● **What the exercise asks**: From the entries below, gather each line containing the word "player".

● **Extracted information**:

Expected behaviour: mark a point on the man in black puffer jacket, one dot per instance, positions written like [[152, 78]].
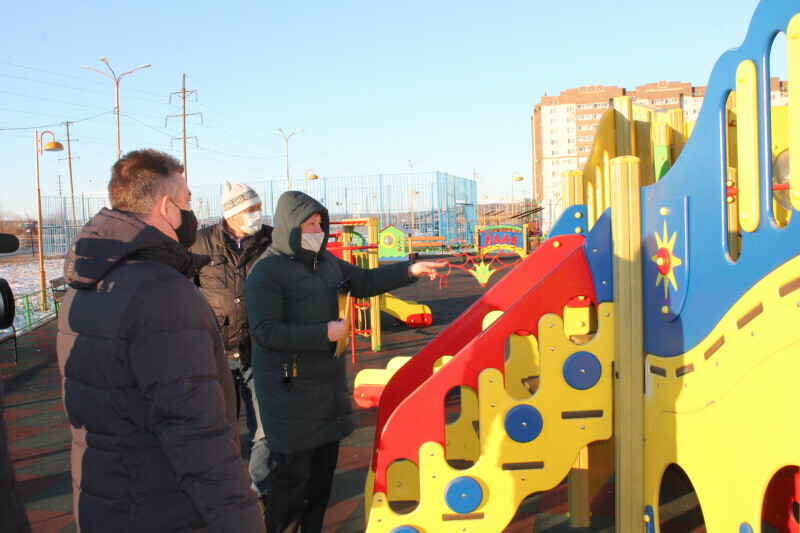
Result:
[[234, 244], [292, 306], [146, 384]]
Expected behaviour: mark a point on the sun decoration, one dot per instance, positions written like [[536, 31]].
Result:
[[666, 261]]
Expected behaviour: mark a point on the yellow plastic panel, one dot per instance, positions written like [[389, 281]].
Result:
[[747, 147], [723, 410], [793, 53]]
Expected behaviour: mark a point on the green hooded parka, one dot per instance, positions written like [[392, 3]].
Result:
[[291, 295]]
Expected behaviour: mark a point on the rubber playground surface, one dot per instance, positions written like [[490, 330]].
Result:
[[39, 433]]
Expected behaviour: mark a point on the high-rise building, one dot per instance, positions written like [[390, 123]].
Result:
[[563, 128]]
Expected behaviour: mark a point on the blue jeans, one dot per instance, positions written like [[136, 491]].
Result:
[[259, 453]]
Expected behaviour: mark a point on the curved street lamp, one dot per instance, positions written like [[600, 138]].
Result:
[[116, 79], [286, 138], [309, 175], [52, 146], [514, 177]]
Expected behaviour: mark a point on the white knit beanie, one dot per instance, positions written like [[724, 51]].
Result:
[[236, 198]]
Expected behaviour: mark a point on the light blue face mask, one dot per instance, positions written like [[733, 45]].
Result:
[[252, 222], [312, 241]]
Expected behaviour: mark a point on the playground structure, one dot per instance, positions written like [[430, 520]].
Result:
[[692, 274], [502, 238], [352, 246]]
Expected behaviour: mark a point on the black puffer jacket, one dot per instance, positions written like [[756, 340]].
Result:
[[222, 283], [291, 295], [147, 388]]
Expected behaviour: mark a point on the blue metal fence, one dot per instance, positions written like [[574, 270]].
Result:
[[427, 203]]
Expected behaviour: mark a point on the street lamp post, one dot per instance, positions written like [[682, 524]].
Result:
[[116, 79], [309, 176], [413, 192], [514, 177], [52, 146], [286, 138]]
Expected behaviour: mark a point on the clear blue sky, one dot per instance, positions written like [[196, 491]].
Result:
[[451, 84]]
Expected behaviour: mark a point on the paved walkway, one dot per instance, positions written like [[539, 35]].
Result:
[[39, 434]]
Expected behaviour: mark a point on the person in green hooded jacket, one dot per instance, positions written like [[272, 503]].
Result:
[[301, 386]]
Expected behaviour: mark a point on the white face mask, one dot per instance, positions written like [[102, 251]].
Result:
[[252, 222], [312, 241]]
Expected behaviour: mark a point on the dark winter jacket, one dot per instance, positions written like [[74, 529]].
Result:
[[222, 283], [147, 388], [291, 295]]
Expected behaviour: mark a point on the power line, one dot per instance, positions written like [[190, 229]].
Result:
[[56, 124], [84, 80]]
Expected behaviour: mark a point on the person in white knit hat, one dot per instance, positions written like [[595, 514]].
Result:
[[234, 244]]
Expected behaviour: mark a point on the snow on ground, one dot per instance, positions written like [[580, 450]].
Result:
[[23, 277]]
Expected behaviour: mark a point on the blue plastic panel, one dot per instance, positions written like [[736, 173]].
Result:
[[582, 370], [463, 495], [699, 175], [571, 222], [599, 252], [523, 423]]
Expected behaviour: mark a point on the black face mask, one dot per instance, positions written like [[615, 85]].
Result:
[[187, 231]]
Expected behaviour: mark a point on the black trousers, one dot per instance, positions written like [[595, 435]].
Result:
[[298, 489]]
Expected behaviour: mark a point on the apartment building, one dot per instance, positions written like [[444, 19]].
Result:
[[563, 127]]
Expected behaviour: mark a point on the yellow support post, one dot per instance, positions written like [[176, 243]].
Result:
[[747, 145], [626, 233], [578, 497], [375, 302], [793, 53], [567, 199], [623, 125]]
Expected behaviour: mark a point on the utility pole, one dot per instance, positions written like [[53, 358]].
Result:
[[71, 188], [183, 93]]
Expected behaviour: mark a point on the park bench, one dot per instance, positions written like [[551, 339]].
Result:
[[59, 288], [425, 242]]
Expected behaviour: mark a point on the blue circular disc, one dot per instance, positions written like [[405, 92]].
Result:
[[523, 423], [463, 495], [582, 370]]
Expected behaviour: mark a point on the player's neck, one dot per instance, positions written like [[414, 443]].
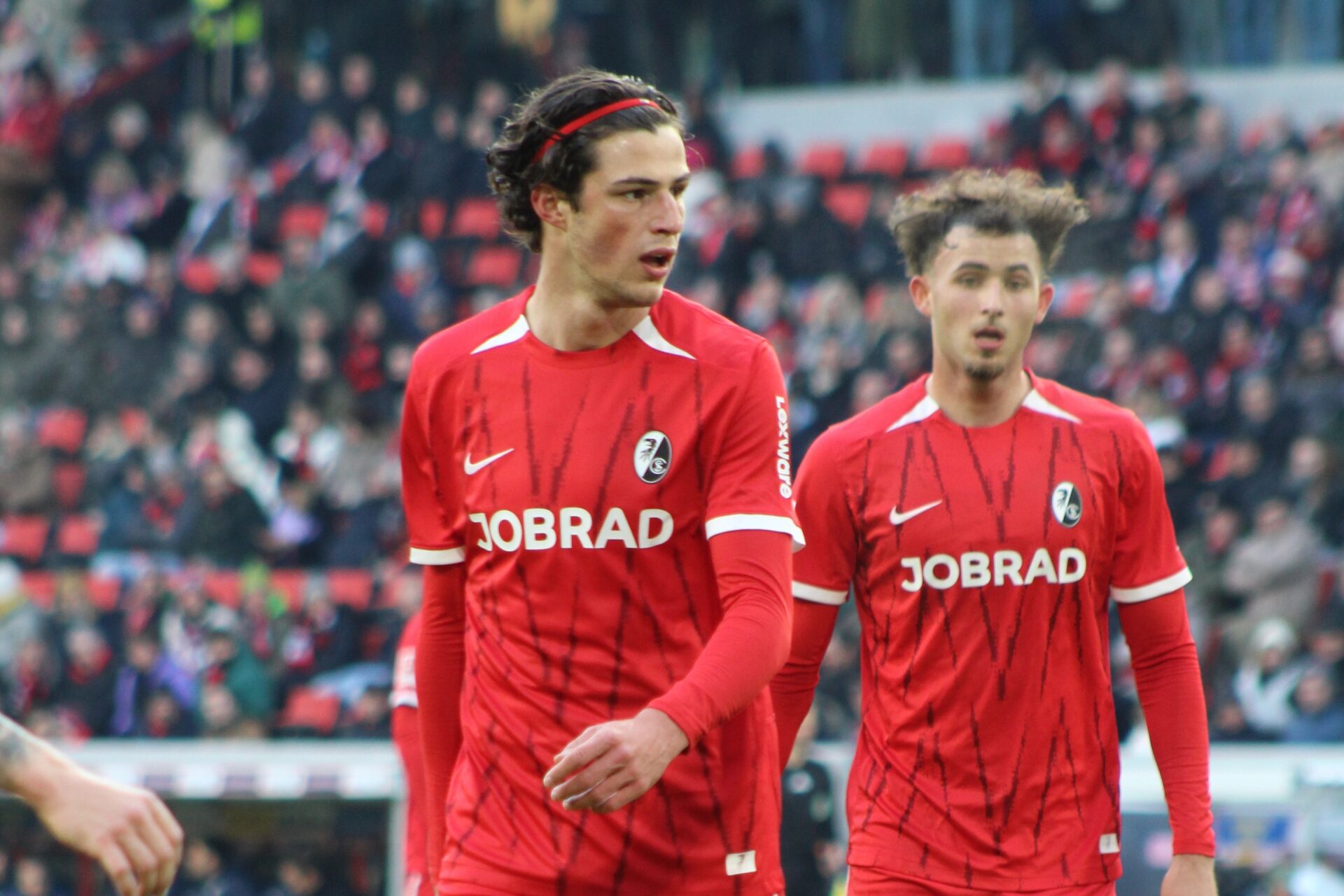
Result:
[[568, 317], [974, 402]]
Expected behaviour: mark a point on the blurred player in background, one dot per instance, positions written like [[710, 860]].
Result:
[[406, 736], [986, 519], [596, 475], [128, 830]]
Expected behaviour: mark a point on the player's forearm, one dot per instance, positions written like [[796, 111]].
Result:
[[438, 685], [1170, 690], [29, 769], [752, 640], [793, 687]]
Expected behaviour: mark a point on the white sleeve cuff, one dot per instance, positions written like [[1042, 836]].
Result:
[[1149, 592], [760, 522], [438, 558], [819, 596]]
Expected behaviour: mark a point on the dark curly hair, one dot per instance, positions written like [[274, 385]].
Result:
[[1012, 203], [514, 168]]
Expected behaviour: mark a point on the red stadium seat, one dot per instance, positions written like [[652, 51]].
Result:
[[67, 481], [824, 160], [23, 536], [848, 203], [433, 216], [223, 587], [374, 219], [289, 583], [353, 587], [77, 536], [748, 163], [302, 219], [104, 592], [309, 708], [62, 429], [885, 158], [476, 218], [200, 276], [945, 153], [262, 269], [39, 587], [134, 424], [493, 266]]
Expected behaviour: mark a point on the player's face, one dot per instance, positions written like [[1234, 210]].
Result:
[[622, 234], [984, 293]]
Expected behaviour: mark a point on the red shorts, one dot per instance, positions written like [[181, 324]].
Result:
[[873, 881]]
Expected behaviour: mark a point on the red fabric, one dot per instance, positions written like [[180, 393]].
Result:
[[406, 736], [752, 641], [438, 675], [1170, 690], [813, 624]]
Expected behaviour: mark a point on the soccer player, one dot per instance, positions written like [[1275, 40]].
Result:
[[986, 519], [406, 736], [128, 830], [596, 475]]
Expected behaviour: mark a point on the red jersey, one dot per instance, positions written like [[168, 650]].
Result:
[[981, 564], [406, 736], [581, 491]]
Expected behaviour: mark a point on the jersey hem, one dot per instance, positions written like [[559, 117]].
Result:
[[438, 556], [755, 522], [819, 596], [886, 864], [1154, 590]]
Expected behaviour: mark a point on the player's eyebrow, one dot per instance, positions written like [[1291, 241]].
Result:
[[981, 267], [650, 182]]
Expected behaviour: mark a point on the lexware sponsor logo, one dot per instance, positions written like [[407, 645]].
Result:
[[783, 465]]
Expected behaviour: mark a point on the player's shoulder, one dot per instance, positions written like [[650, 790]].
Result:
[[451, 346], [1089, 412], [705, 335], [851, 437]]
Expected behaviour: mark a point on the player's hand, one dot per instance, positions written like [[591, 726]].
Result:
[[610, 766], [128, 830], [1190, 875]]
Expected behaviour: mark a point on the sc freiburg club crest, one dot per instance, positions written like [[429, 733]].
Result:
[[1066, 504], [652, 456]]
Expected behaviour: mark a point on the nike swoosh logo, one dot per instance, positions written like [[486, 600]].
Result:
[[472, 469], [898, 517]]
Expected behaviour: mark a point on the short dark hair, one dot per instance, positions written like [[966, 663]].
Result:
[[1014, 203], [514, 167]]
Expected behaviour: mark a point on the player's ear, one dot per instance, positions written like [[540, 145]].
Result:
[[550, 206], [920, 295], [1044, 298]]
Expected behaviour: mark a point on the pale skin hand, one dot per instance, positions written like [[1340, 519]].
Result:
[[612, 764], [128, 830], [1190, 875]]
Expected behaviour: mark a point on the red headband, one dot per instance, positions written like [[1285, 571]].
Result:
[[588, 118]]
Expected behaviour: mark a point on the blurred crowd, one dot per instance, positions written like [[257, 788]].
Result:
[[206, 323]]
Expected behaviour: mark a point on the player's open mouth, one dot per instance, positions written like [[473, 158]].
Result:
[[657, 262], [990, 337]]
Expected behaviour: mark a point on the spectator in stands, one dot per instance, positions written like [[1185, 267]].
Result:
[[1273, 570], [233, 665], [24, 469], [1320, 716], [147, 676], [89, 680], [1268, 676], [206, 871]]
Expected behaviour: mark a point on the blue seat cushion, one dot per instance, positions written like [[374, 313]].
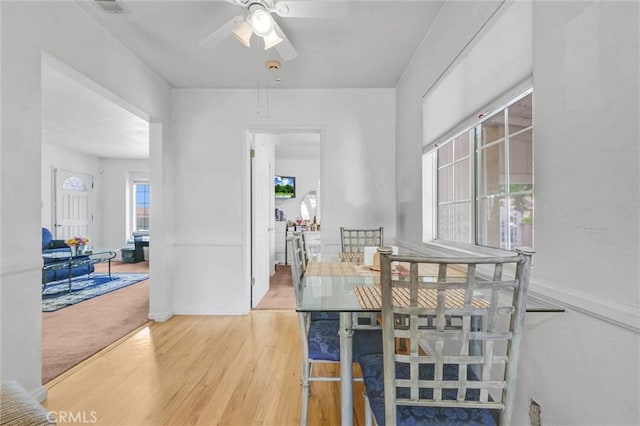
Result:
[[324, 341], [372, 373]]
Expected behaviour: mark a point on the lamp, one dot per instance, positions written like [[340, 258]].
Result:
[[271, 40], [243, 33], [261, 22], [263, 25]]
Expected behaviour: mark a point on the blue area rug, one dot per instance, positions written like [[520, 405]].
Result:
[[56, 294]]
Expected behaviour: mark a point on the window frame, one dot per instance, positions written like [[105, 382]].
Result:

● **Task solution**:
Expected behaviour: mark a point on the player's neck, one dot per instance, positions written like [[414, 443]].
Expected behaviour: mark a point on the blurred player in background, one dot per instance, positions written like [[710, 860]].
Expected behaviour: mark a point on the player's forearm, one dot per instance, positions written like [[796, 111]].
Expected behaviour: mark a point on the player's face, one dot per instance, positions written like [[1234, 210]].
Expected behaviour: mark a point on the soccer player, one dot per instance, positions written like [[1275, 40]].
Expected behaviour: mark a point on the player's eyebrow, one dot per instance, positions written like [[1291, 241]].
Expected behaviour: mark a point on the player's shoulder, one dot per instance, positions written like [[650, 790]].
Expected behaviour: mark a point on the player's hand, one dot per instance, positions written like [[591, 726]].
Expected behaviour: mark a point on the player's ear, one dot per instance, positions written like [[540, 145]].
Expected behaviour: mark a point on the player's open mouth, one dot per instance, positions written like [[473, 158]].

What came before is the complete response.